MATERIALS PROVIDED
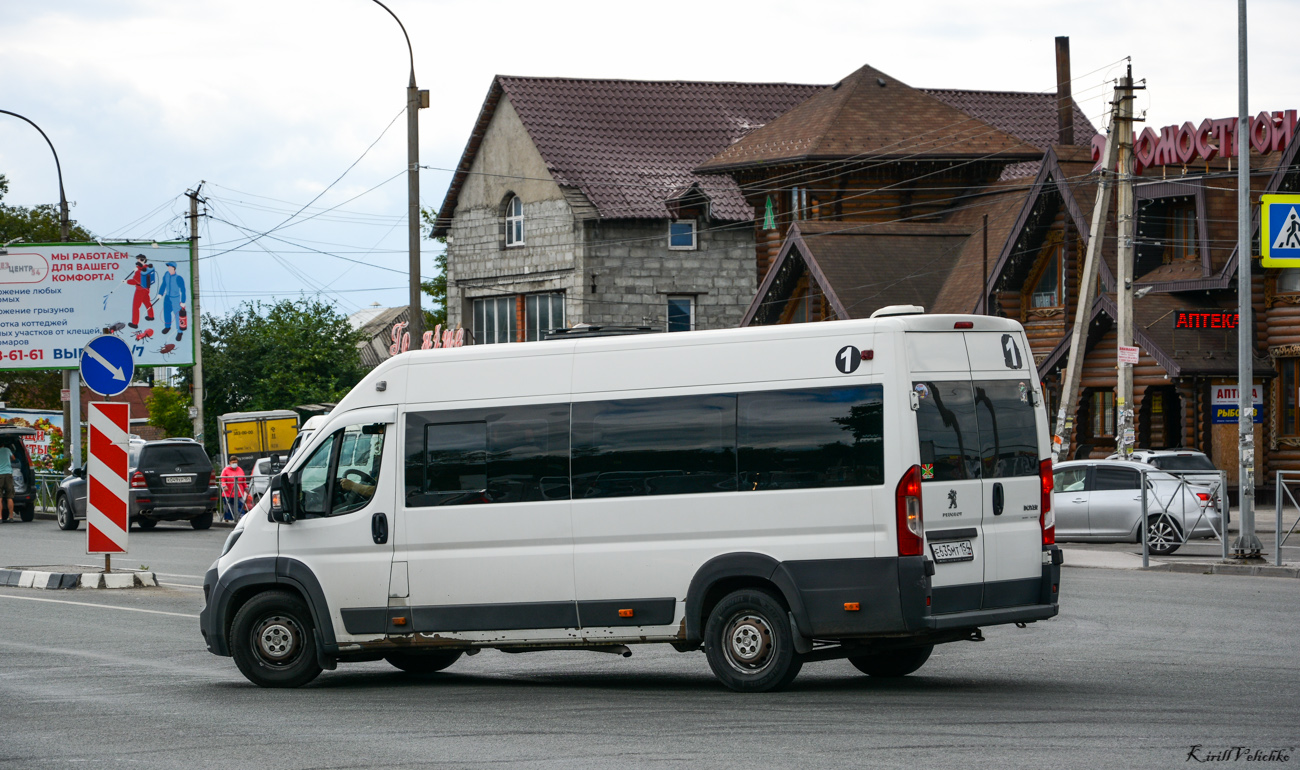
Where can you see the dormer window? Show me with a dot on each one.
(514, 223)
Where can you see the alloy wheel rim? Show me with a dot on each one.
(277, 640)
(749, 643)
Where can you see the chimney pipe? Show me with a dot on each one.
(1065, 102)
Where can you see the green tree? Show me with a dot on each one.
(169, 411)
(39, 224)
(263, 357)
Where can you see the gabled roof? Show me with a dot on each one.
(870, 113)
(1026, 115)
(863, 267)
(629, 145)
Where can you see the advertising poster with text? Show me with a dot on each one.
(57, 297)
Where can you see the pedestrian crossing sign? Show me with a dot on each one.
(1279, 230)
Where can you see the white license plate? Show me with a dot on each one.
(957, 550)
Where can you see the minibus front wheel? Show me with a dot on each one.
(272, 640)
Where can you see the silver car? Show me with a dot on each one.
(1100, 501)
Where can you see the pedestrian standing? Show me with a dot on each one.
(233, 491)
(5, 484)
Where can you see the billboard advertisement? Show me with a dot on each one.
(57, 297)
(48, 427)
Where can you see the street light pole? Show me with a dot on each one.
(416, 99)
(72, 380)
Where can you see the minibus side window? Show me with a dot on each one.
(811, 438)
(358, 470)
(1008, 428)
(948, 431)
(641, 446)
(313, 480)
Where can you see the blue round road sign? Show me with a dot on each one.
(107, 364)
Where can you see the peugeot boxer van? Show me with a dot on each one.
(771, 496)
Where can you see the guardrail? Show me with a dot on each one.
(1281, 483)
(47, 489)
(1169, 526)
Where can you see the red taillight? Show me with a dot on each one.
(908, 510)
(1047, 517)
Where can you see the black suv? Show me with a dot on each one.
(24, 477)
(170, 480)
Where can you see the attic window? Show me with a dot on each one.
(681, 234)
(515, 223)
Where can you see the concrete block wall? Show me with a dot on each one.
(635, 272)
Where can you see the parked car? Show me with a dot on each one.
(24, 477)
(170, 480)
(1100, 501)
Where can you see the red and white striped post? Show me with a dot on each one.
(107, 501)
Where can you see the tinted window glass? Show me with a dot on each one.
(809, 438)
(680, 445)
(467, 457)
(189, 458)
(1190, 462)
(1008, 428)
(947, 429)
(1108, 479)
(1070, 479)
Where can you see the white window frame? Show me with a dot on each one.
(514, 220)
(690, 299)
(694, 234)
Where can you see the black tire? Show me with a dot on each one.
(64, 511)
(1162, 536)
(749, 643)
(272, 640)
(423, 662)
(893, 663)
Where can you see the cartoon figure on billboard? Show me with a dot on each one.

TASK DIRECTIONS
Can you give all the records again with each "dot" switched to "marker", changing nothing else and leaving the pictures out?

EXERCISE ANSWER
Where can you see the dormer window? Show me with a marker on each one.
(514, 223)
Where can you see the alloy wheel rim? Show me with a marker on each one.
(277, 640)
(749, 643)
Where can you see the chimney pipe? Show me with a marker on each one.
(1065, 102)
Where can you see the green tree? Show me with a marker on each one.
(169, 411)
(39, 224)
(263, 357)
Where can you see the gabled roof? Show me with a marker on each one.
(870, 113)
(1026, 115)
(863, 267)
(629, 145)
Where can you see the advertising poster with text? Show me with a marker on each one.
(57, 297)
Where can you see the pedestrian crossing sign? Show me with a marker on each one.
(1279, 230)
Where can you see the white license plate? Show me with a marker on each one.
(957, 550)
Where can you see the minibus front wheel? Show me with a marker on each one.
(272, 640)
Where can you see the silver car? Show me with a marker on each one.
(1100, 501)
Where can you see the pedestrian standing? Show me with a marker on each one.
(233, 491)
(5, 484)
Where can you see the billboard advertisement? Show me with a marker on each one.
(57, 297)
(48, 427)
Where can you see the street light pole? Show me with a marker on each one.
(416, 99)
(72, 380)
Where can you see the minibus side window? Show me with a marker on each one.
(811, 438)
(358, 470)
(1008, 428)
(948, 431)
(641, 446)
(313, 480)
Where can you see the blue round road sign? Show me with a marker on each one.
(107, 364)
Where can you see the peugeot boxer van? Show me with a marker on each one.
(771, 496)
Where can you see the guardrail? Show me with a marker on each one.
(1281, 483)
(47, 489)
(1169, 526)
Where can you see the red taillight? Show me with a marker on each one.
(908, 510)
(1047, 517)
Where can you see the black suv? Show me with a marker on each one.
(24, 477)
(170, 480)
Where can you see the attic window? Show me with a marker on each one.
(681, 234)
(515, 223)
Where can you see the concrete block wall? Show me with a marker on each one.
(635, 272)
Where can you see the parked car? Show me with a marker on each one.
(24, 477)
(170, 480)
(1100, 501)
Where can you see the red and white striped post? Show me with a marker on each one.
(107, 501)
Where can you see the tinted window glass? Show me with a marker on each one.
(809, 438)
(680, 445)
(467, 457)
(189, 458)
(1190, 462)
(1008, 428)
(947, 429)
(1108, 479)
(1070, 479)
Where can you see the white window frame? Show me with a marker on each one.
(514, 220)
(690, 299)
(694, 234)
Where can you see the black tire? Show me with a marker on each one.
(64, 511)
(1162, 536)
(749, 643)
(272, 640)
(423, 662)
(893, 663)
Where can you see the cartoon figure on billboard? Show me with a marker on each one.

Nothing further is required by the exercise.